Your objective ->
Return an exact transcript of the material below from the line containing "of the circular" through its final line, and no other lines.
-=-=-=-=-
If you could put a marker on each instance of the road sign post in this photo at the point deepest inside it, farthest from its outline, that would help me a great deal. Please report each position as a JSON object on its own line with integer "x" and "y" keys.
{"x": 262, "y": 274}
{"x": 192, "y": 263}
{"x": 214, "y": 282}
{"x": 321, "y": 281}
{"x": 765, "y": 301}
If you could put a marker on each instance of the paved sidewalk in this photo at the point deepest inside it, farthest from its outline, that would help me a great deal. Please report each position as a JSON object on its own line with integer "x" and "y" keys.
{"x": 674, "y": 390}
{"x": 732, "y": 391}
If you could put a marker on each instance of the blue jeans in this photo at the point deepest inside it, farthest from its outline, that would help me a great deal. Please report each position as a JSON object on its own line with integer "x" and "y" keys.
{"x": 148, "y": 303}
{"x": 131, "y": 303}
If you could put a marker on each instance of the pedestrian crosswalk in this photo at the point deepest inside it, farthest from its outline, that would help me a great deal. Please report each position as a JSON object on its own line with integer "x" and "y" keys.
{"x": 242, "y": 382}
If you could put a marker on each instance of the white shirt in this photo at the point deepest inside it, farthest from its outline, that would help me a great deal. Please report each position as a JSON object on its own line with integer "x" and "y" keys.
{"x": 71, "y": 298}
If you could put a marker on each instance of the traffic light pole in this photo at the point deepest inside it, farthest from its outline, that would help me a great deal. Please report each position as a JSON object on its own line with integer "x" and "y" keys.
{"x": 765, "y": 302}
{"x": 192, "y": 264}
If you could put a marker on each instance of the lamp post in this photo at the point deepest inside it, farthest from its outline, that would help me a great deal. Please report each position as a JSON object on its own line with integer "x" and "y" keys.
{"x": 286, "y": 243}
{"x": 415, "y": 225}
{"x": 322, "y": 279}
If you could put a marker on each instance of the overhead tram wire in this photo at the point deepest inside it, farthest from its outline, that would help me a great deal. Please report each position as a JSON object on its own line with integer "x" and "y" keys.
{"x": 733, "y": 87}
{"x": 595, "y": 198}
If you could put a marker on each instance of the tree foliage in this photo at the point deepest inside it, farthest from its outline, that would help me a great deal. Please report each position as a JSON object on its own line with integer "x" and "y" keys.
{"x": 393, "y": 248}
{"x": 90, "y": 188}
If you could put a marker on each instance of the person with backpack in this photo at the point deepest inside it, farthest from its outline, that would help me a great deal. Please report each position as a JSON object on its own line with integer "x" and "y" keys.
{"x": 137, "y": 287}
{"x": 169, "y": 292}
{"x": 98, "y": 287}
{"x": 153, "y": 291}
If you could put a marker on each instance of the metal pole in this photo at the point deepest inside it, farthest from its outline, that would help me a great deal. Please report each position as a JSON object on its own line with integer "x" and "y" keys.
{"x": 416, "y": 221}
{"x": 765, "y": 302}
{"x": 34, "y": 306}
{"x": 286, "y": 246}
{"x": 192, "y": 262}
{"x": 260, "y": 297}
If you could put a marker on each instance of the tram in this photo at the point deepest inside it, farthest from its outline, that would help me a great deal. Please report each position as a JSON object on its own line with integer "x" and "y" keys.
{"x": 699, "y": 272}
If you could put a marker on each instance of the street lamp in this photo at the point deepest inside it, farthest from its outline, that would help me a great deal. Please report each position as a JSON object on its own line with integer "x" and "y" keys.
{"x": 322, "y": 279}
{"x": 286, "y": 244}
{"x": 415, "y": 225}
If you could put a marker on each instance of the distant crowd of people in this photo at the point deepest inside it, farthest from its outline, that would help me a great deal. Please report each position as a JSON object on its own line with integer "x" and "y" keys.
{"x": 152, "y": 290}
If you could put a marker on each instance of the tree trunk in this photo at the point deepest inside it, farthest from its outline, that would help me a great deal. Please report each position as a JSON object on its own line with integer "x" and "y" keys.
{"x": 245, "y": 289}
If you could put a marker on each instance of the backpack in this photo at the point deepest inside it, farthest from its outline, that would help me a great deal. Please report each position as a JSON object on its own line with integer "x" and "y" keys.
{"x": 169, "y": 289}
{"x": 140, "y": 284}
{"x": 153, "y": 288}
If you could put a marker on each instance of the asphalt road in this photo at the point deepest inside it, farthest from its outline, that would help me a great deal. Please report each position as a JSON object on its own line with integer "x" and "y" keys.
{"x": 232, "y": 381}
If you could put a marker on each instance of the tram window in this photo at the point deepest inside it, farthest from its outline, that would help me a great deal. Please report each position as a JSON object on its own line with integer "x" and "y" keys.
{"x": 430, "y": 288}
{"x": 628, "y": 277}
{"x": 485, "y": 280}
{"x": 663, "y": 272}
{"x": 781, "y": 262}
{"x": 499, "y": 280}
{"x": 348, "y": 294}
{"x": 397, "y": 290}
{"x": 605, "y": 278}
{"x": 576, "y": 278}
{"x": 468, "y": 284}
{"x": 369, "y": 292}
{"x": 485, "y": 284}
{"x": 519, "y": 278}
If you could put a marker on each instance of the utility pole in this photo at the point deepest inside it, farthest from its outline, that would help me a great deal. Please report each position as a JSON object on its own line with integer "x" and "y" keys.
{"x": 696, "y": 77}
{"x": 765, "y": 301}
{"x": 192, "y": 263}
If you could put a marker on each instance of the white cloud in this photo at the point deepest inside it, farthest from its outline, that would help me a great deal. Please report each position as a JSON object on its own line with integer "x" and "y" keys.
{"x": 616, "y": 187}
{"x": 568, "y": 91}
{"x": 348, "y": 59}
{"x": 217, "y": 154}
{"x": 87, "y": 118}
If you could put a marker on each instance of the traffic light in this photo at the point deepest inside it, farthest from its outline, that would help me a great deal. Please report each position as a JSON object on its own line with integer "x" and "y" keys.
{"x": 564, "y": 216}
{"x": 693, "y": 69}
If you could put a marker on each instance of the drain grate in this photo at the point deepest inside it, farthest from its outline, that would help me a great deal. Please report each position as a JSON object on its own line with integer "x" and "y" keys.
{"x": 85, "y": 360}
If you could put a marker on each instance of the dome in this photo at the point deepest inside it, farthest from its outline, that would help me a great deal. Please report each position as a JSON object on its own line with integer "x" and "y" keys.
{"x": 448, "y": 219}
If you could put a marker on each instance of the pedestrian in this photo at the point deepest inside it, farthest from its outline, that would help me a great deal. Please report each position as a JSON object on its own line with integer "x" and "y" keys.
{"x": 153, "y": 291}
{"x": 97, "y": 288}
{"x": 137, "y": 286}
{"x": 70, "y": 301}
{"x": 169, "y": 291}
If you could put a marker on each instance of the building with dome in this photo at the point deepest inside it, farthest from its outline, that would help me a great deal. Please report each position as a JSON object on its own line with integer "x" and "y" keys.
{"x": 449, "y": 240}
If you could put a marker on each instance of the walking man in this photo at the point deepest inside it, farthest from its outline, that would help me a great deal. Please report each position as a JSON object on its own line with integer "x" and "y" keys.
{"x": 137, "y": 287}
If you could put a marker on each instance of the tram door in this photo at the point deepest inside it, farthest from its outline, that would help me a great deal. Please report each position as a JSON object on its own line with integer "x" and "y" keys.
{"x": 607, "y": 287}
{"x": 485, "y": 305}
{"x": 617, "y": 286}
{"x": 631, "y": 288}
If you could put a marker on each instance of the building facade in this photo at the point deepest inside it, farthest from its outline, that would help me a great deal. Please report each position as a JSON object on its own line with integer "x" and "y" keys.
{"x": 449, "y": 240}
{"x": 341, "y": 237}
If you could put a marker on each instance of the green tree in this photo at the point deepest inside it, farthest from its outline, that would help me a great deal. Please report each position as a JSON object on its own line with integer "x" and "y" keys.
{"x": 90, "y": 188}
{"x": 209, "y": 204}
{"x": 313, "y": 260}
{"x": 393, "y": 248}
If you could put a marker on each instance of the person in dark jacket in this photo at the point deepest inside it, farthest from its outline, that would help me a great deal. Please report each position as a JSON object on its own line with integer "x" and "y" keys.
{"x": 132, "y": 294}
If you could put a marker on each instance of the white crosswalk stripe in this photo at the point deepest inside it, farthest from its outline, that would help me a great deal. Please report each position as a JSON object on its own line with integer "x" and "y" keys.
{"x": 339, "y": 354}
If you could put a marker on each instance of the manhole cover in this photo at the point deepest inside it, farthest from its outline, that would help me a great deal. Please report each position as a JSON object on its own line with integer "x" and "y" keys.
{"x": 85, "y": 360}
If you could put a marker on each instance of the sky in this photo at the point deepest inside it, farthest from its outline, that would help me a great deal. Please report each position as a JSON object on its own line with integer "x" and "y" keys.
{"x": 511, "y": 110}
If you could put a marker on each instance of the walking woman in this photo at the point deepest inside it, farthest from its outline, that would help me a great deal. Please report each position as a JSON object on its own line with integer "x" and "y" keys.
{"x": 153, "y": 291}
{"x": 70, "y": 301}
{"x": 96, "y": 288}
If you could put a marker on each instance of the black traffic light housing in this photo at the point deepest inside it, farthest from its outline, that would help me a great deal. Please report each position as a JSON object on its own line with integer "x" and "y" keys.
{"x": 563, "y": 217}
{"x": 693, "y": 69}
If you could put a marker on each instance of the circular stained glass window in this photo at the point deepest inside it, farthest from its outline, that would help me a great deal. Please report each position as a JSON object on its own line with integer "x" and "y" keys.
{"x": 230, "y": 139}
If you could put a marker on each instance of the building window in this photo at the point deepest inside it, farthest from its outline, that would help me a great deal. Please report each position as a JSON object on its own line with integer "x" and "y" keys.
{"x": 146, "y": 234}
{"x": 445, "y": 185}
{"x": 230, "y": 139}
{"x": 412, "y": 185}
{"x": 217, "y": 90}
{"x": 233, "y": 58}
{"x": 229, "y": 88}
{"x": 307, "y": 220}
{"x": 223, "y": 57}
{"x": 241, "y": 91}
-=-=-=-=-
Written reply ->
If you could put a marker on each instance of the circular stained glass window in this photo at the point deepest inside it, farthest from its outline, that would help me a great deal. Please report each position as a JSON object on its own line with integer "x" and "y" keys.
{"x": 230, "y": 139}
If you could put a marker on each instance of the building window in this photo at the point deepest inside it, farthest from its outline, that would help me a great deal. Please report each position as a JSON object on its own line with integer "x" and "y" keys.
{"x": 146, "y": 234}
{"x": 445, "y": 185}
{"x": 230, "y": 139}
{"x": 412, "y": 185}
{"x": 217, "y": 90}
{"x": 233, "y": 58}
{"x": 229, "y": 88}
{"x": 307, "y": 220}
{"x": 223, "y": 57}
{"x": 241, "y": 91}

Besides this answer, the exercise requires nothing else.